= Tarefa curta =
Pode transcrever na íntegra o trecho sobre a partida de Ginko, sem alterar nenhuma palavra?

= Trecho fornecido =
──────────

Ginko vai embora sem se despedir da mulher, seu potencial interesse romântico,
e ainda que talvez ele não a correspondesse plenamente, evitar a despedida
demonstra o afeto e os laços que gradativamente estavam o vinculando àquele
local. A história termina bem, mas o tom ainda é melancólico. Como comentei, a
efemeridade da natureza humana é o que provoca esse sentimento, e como é
difícil lidar com rupturas, perdas e se adaptar a novas perspectivas. Para
Ginko, partir é necessário por ser um andarilho impossibilitado de permanecer
num mesmo local por muito tempo, mas também por presar a sua liberdade. Ficar
num local por muito tempo lhe garante estabilidade, segurança e laços afetivos,
mas lhe restringiria a imensa liberdade e conhecimento que possui. Faz parte do
ser humano conviver com a dualidade frente a uma eminente perda.

──────────

= Listagem =
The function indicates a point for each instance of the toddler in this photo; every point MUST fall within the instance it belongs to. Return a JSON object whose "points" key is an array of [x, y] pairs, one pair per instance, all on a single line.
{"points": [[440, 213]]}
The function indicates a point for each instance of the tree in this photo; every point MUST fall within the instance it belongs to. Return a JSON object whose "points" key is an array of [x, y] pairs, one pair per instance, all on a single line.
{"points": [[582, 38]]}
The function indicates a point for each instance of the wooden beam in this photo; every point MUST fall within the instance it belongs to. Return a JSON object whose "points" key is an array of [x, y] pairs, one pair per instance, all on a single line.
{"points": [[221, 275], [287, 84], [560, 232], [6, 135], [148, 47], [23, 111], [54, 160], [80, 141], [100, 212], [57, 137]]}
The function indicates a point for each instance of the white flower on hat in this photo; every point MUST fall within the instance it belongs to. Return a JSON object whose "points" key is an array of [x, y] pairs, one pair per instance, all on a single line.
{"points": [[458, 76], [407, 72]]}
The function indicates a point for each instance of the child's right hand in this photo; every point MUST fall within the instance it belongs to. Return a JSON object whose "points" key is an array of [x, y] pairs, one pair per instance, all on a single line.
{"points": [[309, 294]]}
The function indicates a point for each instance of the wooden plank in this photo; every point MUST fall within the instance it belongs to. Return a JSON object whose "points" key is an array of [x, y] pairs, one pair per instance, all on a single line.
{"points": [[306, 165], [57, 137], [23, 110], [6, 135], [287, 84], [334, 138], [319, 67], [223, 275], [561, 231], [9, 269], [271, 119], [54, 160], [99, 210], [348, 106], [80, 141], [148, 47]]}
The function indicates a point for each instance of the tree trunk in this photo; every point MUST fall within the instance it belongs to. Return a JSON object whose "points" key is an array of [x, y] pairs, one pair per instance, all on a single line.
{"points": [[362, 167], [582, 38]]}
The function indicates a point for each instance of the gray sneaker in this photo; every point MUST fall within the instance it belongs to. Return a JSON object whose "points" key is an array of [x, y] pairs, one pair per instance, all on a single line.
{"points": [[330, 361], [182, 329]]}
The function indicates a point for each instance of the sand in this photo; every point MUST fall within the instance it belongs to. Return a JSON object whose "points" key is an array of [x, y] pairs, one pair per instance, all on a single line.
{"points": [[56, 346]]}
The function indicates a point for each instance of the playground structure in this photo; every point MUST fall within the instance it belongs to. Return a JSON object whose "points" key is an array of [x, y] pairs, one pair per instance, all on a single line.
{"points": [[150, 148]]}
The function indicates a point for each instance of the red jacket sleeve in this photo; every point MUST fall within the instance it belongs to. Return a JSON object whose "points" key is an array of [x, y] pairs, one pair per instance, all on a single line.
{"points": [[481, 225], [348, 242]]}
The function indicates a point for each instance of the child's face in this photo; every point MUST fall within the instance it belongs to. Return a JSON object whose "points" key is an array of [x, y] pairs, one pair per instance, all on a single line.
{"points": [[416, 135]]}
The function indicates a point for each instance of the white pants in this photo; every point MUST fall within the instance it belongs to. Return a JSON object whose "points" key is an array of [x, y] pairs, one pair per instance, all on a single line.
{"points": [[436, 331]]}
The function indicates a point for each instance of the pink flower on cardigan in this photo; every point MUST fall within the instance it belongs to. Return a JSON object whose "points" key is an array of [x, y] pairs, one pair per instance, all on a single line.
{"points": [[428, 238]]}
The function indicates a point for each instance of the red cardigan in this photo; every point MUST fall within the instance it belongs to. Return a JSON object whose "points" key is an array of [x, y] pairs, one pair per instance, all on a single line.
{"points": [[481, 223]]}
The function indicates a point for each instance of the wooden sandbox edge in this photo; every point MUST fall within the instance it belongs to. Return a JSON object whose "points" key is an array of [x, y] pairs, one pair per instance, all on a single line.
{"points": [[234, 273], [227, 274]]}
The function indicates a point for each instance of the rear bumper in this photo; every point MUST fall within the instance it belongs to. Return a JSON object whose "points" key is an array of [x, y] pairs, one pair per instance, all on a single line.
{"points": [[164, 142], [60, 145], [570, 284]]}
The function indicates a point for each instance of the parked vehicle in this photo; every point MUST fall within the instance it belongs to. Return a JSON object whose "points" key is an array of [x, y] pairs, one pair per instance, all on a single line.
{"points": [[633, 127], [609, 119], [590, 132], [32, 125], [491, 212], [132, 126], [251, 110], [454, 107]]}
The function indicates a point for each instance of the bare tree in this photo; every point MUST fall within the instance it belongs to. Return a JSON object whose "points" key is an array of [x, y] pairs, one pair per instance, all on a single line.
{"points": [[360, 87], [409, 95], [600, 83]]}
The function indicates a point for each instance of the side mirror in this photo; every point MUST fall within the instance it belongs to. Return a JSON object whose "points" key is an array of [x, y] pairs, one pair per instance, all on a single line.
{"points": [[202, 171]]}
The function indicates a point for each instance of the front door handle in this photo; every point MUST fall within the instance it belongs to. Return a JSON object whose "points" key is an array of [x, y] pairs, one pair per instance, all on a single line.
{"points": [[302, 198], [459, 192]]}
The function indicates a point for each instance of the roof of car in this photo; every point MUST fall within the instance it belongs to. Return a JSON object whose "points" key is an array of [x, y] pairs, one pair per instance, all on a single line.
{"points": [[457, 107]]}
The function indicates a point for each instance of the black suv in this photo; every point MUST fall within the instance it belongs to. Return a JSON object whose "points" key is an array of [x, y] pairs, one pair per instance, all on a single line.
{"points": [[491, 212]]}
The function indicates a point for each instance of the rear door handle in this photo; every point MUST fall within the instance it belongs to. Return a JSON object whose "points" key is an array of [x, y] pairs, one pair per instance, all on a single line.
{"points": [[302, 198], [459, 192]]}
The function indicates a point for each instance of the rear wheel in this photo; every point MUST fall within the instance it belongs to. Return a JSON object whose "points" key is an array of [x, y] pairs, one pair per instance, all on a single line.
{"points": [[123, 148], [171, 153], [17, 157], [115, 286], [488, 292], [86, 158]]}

──────────

= Resultado da tarefa =
Ginko vai embora sem se despedir da mulher, seu potencial interesse romântico,
e ainda que talvez ele não a correspondesse plenamente, evitar a despedida
demonstra o afeto e os laços que gradativamente estavam o vinculando àquele
local. A história termina bem, mas o tom ainda é melancólico. Como comentei, a
efemeridade da natureza humana é o que provoca esse sentimento, e como é
difícil lidar com rupturas, perdas e se adaptar a novas perspectivas. Para
Ginko, partir é necessário por ser um andarilho impossibilitado de permanecer
num mesmo local por muito tempo, mas também por presar a sua liberdade. Ficar
num local por muito tempo lhe garante estabilidade, segurança e laços afetivos,
mas lhe restringiria a imensa liberdade e conhecimento que possui. Faz parte do
ser humano conviver com a dualidade frente a uma eminente perda.